*What this task involves*: Rewrite each of the records below, replacing every instance of "quick" with "prompt" and leaving all other text unchanged.

*Data records*:

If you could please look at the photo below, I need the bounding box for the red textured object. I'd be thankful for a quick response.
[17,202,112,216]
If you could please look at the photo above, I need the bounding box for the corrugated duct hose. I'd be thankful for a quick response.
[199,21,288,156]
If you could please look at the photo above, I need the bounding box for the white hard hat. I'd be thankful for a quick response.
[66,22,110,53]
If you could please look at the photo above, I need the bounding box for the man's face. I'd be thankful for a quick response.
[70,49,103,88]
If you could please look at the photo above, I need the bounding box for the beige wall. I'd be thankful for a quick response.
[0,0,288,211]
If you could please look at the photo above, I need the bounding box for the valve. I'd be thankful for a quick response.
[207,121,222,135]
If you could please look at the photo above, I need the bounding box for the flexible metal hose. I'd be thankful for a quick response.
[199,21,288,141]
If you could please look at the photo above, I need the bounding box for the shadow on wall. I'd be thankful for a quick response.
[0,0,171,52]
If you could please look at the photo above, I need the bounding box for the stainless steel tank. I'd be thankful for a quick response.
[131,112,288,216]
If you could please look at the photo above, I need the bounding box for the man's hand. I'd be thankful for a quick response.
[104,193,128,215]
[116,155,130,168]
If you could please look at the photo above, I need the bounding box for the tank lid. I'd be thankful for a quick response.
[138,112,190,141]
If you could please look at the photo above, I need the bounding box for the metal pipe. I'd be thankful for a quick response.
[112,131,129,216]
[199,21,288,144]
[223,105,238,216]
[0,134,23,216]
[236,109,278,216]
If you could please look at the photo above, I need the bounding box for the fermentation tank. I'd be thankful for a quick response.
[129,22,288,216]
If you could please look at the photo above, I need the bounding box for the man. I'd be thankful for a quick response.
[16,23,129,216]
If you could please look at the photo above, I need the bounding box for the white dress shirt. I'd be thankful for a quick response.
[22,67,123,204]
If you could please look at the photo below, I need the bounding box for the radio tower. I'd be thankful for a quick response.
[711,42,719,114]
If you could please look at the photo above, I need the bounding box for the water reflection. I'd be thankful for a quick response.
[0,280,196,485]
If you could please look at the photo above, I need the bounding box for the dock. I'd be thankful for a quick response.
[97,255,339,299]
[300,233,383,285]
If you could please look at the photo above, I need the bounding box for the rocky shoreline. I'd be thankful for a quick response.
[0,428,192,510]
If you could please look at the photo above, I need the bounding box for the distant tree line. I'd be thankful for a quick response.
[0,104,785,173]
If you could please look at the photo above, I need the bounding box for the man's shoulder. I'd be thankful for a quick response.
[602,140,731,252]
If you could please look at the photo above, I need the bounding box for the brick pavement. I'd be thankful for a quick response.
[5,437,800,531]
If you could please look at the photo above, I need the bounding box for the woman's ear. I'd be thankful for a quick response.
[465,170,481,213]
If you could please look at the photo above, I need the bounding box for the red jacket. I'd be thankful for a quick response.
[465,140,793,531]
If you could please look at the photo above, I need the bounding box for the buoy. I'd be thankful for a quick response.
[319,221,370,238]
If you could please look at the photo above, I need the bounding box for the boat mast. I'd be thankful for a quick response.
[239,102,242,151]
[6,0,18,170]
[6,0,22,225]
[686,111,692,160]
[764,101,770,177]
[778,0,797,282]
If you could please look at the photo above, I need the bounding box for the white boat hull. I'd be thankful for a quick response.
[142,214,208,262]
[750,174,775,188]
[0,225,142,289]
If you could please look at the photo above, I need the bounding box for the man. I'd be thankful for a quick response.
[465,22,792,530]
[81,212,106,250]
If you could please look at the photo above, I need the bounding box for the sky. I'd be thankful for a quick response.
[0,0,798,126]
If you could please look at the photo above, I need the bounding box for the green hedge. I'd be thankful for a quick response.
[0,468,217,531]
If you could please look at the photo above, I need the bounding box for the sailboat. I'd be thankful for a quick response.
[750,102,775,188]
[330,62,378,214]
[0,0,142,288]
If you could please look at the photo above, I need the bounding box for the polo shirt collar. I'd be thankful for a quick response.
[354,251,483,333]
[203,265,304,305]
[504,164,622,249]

*Full answer*:
If you could please look at the photo below, I need the bounding box for the red textured object. I'd be thankful for a prompt response.
[17,202,112,216]
If you could please look at the photo above, I need the bounding box for the corrugated duct hose. I'd be thankful for a prompt response.
[199,21,288,156]
If you could please look at the photo above, I need the bounding box for the white hard hat. I'd be thankful for a prompt response.
[66,22,110,53]
If you could please look at the photo above, I need the bounding box for the man's face. I'd be thankful for a prompt response.
[70,49,103,88]
If you could please look at the photo above, I need the bounding box for the beige wall. I'd be thankful for a prompt response.
[0,0,288,211]
If you could please look at the photo above, I need the bounding box for the valve. I'd be thankful for a prompt response.
[207,121,222,135]
If you could please look at the photo above, I need the bounding box for the flexible metal hose. I'd be thankful for a prompt response.
[199,21,288,141]
If you could please look at the photo above, I need the bounding box for the shadow on wall. I'd be thankful for a prompt response.
[0,0,171,52]
If you could please look at the photo above, I need the bounding box for the stainless steel tank. I'd be thankful for a prompt response.
[131,112,288,216]
If you could please look at the photo above, I need the bounding box for the man's hand. I'd be thankful for a prompt response.
[104,193,128,215]
[116,155,130,168]
If you could please look at the photo above, I need the bounding box for the tank lid. I'd be thankful for a prompt response.
[138,112,190,141]
If you could please look at the photo above, I need the bounding box for the metal pipe. I'd be thankful for a prompt response.
[112,131,129,216]
[199,21,288,144]
[223,105,238,216]
[0,134,23,216]
[236,109,278,216]
If you could please look at the photo above, I need the bounding box for the fermentation tank. I'd be thankful for a prompt response.
[129,22,288,216]
If you could please look at the photo above, I need the bounding box for the man. I'd be thankful for a prompt response.
[16,23,129,216]
If you could please look at the photo above, I need the bounding box for the white dress shirt. I'd be thankful for a prompt response.
[22,67,123,204]
If you could please look at the photo below, I need the bounding box for the radio tower. I'd be thankful for a prompt response.
[711,42,719,114]
If you could please look at the photo above, I need the bounding box for the water reflection. I'd be thankful for a prompt response.
[0,280,196,485]
If you could please look at the photo above, I need the bounding box for the dock. I'd be thankful for a prompt response.
[97,255,339,299]
[300,233,383,285]
If you could please look at the photo above, I need the bounding box for the rocky shoreline. I'd be thankful for a prompt response.
[0,428,192,510]
If you could please look at the photo above, I need the bounding box for the distant tree line. I'd be thankful for a prompt response.
[0,104,785,173]
If you could please look at the photo above, I need the bounding box for the man's shoulder. I'd be thankful for a prompt response.
[602,140,731,252]
If you could please look at the photo above, I need the bounding box for the brick pavement. I'd be thankful for a prompt response.
[5,437,800,531]
If you could please look at the photo above, I need the bounding box for the woman's ear. I'd be thankful for a prompt response.
[465,170,481,213]
If you could please look at the photo above, I need the bounding box for the red jacket. I'd be thankful for a prompt response.
[465,140,793,531]
If you could please look at the photo above, I need the bounding box for the buoy. I'd be thankful for a prompt response.
[319,221,370,238]
If you could please look at the photo above, I need the bounding box for the boat mast. I'd be thankful for a prompt response.
[239,102,242,151]
[6,0,18,170]
[6,0,22,225]
[686,111,692,160]
[764,101,770,177]
[778,0,797,282]
If you could please look at the photo above, I need the bounding box for the white boat hull. I'd be thankful for a prompt response.
[142,214,208,262]
[750,174,775,188]
[0,225,142,289]
If you could please look at the photo above, I need the bounding box for the man. I'd be thankful for a prompt response.
[465,22,792,530]
[81,212,106,250]
If you could please look at the photo above, I need the bounding box for the sky. I'd be thankful for a prompt response.
[0,0,798,126]
If you could please look at the photo above, I need the bounding box for the green hedge. I'd be thankful for a prompt response.
[0,468,217,531]
If you could please look at the photo above, I need the bounding box for the sailboat. I'd be thankful for a prompt response.
[750,102,775,188]
[330,62,378,214]
[0,0,142,288]
If you could please look at the photo above, I need the bounding box for the polo shirt collar. I'd be thankful for a prompt response.
[354,251,483,333]
[203,265,304,305]
[504,164,622,249]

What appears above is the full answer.